BEGIN

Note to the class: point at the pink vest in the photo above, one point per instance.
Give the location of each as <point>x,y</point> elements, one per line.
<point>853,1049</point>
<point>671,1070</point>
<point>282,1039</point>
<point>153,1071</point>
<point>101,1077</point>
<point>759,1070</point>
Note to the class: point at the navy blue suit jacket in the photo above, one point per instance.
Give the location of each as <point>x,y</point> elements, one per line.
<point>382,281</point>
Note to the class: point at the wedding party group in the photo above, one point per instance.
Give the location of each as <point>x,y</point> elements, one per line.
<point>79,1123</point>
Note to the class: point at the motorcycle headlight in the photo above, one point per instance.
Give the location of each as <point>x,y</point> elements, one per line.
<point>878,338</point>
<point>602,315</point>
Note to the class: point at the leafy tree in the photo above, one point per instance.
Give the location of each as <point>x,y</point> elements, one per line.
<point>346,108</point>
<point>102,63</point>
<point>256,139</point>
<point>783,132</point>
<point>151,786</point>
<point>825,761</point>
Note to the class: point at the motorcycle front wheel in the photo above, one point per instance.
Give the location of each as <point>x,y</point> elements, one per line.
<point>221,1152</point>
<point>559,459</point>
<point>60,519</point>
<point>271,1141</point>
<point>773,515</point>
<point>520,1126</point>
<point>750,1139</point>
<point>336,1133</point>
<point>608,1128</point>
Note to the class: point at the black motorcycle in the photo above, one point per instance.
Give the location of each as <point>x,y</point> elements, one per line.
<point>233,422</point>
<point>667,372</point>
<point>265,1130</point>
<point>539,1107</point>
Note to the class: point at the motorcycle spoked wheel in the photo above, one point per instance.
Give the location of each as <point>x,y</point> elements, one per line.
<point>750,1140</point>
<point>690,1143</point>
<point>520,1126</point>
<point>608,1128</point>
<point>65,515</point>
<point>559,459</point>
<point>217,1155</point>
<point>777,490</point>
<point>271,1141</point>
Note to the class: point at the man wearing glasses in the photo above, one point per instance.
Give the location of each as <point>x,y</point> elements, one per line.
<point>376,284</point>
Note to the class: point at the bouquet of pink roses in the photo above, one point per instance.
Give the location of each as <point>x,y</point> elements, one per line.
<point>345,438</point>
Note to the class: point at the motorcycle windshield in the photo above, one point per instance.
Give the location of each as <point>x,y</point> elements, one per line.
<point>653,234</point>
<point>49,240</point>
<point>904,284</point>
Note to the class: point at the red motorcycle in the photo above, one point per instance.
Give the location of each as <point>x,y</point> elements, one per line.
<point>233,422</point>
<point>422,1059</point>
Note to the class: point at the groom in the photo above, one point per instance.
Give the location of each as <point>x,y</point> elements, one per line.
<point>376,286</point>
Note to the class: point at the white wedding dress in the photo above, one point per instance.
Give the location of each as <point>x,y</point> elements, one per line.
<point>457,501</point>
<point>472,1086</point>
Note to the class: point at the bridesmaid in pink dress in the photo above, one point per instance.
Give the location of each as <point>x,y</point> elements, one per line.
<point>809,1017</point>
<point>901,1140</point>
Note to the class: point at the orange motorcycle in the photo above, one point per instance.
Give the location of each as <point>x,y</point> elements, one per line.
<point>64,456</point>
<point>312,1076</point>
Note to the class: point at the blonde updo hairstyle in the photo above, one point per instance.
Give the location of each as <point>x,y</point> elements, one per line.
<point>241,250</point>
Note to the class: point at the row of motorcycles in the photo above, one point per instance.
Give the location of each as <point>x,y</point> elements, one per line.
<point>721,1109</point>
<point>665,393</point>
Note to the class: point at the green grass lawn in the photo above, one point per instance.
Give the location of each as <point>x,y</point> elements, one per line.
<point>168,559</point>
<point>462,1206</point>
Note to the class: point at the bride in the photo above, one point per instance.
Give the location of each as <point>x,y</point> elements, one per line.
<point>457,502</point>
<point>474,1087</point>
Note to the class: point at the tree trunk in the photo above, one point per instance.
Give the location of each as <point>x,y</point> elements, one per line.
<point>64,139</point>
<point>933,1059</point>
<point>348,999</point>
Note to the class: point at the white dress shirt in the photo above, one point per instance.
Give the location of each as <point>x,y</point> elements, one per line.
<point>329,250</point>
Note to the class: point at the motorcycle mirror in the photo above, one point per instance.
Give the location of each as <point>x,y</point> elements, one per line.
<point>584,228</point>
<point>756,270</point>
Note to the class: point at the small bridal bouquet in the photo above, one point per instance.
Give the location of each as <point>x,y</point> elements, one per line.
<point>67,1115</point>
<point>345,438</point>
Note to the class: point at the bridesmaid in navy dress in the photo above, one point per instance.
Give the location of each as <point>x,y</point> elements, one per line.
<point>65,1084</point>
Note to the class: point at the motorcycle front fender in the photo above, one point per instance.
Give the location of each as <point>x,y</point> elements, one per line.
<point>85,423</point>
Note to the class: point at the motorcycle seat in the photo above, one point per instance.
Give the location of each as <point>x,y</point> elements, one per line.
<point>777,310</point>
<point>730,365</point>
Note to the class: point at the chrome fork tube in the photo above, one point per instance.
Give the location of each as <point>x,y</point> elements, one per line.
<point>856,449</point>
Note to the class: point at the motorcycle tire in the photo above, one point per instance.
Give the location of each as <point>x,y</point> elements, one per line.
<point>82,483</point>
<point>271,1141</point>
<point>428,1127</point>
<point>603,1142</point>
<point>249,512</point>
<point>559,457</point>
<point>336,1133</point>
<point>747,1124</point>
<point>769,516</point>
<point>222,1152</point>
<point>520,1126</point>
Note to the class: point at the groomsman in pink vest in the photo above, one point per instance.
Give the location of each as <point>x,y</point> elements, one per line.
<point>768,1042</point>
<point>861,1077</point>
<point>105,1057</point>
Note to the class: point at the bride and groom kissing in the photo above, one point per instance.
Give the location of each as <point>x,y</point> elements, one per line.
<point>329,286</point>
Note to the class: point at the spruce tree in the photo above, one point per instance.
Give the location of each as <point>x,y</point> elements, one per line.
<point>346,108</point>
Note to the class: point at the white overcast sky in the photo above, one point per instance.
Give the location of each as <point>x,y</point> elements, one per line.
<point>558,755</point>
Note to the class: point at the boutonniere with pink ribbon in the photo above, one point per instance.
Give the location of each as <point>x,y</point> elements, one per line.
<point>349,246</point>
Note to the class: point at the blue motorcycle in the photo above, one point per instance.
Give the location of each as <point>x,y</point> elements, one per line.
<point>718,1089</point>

END

What is needed is a word-for-word copy of the records above, from the first line through the line that contains "Note to the class: point at the black".

*RESPONSE FOR THIS EXERCISE*.
Note to the class: point at the pink vest in the photo above, one point per instance.
Give the location of each as <point>x,y</point> elements, one per line.
<point>853,1049</point>
<point>671,1070</point>
<point>282,1039</point>
<point>153,1071</point>
<point>101,1077</point>
<point>759,1070</point>
Note to the class: point at the navy blue suit jacket in the photo above, one point per instance.
Give the location of each as <point>x,y</point> elements, one per line.
<point>382,281</point>
Note to the class: point at the wedding party group in the photo above, one point per instance.
Give the location of each as <point>x,y</point> elements, one per line.
<point>79,1123</point>
Note to the class: point at the motorcycle headlight in the photo above, one point per instance.
Give the location of each as <point>x,y</point> elements, one per line.
<point>878,338</point>
<point>602,315</point>
Note to the class: point at the leafy tree in the photo above, one point per instance.
Give the location of each as <point>x,y</point> elements, one per line.
<point>346,108</point>
<point>102,63</point>
<point>256,139</point>
<point>783,132</point>
<point>151,786</point>
<point>825,761</point>
Note to the class: point at the motorcycle front wheel in the photo above, one point per instance.
Give the location of each as <point>x,y</point> elements, one per line.
<point>221,1152</point>
<point>559,459</point>
<point>60,519</point>
<point>271,1141</point>
<point>773,515</point>
<point>520,1126</point>
<point>750,1139</point>
<point>336,1133</point>
<point>608,1128</point>
Note to the class: point at the black motorcycle in the photo above, one point per instance.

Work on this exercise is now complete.